Pick up the vegetable garden guide after its last sentence and continue writing it.

------ Page extract

Identify which areas get the most sun and which are shadier. Most crops, and particularly tender crops like tomatoes, prefer plenty of sun and warmth, so in all but the hottest regions it’s usually best to grow vegetables in your sunniest spot. That’s not to say that shadier areas are completely out of bounds – there are crops that will grow in partial shade too, for instance lettuce and other leafy greens. Remember that the amount of sun and shade your garden receives will change as the year progresses.

Make best use of your garden's microclimate to help ensure your efforts are victorious!

The perfect spot for your vegetable garden has some through-flow of air, which helps keep plants healthy, but is not a wide open plain or in the path of a wind tunnel. Add windbreaks if you need to. Hedges make excellent windbreaks because they allow air to pass through while reducing the power of the wind.

Step 2: Get Down and Dirty With Your Soil

Now look down at your feet. Does water pool on the surface after rain, or does the soil become parched and cracked when the weather hots up? If you’re unsure, dig a pit to the depth of a spade’s blade and fill it with water. Watch how quickly it drains away. Fast-draining soils will need regular watering and require more fertiliser. If your pit takes hours to drain it may be a wise move to install raised beds or look for a better-draining spot elsewhere.

------------
------ Dataset excerpts

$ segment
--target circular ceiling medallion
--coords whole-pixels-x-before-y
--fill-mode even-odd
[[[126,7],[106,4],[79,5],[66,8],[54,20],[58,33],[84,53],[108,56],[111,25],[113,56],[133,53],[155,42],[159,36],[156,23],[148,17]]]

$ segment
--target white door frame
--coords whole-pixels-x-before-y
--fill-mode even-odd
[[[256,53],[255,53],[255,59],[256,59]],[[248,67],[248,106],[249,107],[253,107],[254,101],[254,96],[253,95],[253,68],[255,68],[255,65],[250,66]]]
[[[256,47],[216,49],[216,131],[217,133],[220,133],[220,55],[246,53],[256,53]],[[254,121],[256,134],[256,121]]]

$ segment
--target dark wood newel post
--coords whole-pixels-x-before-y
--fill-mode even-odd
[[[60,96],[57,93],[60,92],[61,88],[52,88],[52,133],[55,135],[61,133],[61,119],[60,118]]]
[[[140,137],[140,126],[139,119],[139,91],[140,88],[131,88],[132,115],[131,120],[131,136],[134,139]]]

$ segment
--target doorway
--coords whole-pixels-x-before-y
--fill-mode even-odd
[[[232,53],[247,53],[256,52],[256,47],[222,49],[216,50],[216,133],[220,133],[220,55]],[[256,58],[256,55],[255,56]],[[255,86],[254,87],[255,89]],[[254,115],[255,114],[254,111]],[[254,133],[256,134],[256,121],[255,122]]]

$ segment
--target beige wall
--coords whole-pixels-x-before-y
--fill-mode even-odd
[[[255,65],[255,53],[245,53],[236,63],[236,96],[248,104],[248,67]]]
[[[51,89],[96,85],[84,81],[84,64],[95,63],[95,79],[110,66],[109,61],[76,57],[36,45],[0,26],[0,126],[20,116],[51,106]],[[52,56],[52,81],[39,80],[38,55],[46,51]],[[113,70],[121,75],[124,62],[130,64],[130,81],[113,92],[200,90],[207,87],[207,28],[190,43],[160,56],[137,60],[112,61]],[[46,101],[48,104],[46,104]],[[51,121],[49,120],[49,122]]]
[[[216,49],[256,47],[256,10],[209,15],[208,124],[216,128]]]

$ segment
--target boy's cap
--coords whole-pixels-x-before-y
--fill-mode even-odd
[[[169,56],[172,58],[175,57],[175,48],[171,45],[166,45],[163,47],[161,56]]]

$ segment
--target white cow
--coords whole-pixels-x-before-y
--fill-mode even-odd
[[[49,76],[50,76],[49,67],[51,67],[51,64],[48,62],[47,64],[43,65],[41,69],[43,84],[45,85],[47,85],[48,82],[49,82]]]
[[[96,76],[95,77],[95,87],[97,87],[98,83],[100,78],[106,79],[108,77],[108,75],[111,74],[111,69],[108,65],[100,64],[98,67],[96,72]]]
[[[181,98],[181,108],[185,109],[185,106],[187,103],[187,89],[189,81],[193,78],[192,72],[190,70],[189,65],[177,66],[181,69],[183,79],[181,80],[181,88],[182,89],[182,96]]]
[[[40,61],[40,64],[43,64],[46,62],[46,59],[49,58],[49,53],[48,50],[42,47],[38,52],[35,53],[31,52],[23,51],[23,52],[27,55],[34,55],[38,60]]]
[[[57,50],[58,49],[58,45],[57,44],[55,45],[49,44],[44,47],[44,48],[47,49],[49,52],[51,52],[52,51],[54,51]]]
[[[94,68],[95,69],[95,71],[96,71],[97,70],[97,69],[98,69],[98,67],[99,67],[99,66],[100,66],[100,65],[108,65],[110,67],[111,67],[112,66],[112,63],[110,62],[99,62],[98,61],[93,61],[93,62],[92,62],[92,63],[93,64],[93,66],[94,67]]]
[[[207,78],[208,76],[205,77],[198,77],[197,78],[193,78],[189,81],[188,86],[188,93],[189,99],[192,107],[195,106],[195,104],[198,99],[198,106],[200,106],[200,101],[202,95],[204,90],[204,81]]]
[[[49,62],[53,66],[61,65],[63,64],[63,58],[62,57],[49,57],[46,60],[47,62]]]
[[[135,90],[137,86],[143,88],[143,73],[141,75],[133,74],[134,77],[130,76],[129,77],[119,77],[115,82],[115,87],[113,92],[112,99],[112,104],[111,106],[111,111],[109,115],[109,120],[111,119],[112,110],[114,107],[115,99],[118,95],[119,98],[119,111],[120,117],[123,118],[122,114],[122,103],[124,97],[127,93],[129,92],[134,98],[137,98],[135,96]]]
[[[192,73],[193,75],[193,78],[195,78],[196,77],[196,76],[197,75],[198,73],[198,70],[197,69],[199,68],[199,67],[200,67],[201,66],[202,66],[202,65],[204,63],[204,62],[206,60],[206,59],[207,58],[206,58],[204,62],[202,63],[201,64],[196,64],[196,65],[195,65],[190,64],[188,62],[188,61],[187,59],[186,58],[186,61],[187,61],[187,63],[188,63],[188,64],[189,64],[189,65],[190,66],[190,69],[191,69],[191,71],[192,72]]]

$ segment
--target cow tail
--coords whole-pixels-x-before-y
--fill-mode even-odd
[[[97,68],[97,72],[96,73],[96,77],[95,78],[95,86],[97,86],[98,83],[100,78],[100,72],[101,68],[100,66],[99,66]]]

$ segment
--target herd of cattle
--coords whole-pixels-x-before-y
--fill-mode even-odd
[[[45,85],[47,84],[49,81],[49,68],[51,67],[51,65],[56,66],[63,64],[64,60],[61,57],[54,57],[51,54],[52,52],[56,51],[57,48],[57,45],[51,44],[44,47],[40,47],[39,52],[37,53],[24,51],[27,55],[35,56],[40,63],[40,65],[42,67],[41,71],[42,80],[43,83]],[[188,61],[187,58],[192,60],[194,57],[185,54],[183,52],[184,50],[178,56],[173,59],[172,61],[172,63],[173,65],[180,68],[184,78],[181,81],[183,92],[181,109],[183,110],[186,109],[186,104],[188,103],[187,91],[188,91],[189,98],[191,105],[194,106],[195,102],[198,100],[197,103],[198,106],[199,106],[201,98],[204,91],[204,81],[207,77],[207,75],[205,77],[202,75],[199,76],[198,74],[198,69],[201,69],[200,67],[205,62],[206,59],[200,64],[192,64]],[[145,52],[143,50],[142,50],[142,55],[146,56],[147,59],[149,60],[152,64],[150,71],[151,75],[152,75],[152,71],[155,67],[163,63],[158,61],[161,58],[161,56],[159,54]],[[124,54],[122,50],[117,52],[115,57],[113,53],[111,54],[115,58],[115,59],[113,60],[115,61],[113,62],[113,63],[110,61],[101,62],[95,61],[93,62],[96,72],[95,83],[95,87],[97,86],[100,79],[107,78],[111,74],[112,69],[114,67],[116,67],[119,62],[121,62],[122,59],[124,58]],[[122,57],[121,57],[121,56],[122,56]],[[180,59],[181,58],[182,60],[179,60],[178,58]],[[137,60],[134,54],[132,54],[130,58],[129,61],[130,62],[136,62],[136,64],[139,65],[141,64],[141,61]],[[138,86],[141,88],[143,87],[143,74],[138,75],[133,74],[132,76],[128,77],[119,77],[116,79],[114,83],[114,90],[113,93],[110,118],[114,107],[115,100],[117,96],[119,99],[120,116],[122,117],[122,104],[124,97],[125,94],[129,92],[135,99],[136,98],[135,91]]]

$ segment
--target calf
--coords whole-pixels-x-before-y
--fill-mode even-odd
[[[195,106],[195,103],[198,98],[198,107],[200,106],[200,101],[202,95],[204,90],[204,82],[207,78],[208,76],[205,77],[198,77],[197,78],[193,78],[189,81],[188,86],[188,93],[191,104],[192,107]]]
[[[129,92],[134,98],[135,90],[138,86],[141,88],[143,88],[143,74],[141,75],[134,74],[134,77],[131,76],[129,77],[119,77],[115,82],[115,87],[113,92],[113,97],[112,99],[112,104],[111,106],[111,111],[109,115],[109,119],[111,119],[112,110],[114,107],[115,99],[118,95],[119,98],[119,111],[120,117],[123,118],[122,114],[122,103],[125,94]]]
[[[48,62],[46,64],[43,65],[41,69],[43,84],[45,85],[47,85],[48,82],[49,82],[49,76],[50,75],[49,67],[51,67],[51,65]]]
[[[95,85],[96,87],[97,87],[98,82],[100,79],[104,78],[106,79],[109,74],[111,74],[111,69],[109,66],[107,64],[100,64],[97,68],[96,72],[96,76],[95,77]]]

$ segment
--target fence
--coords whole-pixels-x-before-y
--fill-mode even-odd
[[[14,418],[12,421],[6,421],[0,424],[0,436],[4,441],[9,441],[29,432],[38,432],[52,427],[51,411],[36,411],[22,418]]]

------------

Final result →
Soil can be improved but it’s near-impossible to change it completely, so aim to work with your soil’s strengths and try to improve its weaknesses. Adding organic matter such as compost will improve any soil type.

A well-thought out plan is key to vegetable gardening success

Step 3: Plan Your Garden Beds

Assuming you’re gardening by hand and not with a tractor, it’s usually easier to grow in beds narrow enough that you can reach into the centre from both sides without having to step on the soil. Compacting the soil by standing on it makes it harder for plant roots to penetrate and seek out air, water and nutrients. The length of your beds is up to you, but if they’re too long to walk around quickly you’ll soon find yourself taking shortcuts across the soil. Raised beds are often recommended to the beginning gardener, but they are entirely optional.

One of the most important yet commonly forgotten elements of a vegetable garden is good pathways. Paths can be made of hard materials such as slabs or gravel, surfaced with woodchip, sawdust or other bulky organic material (which need occasional topping up), or just grass. Make sure paths are wide enough to enable you to reach all beds with a wheelbarrow on at least one side.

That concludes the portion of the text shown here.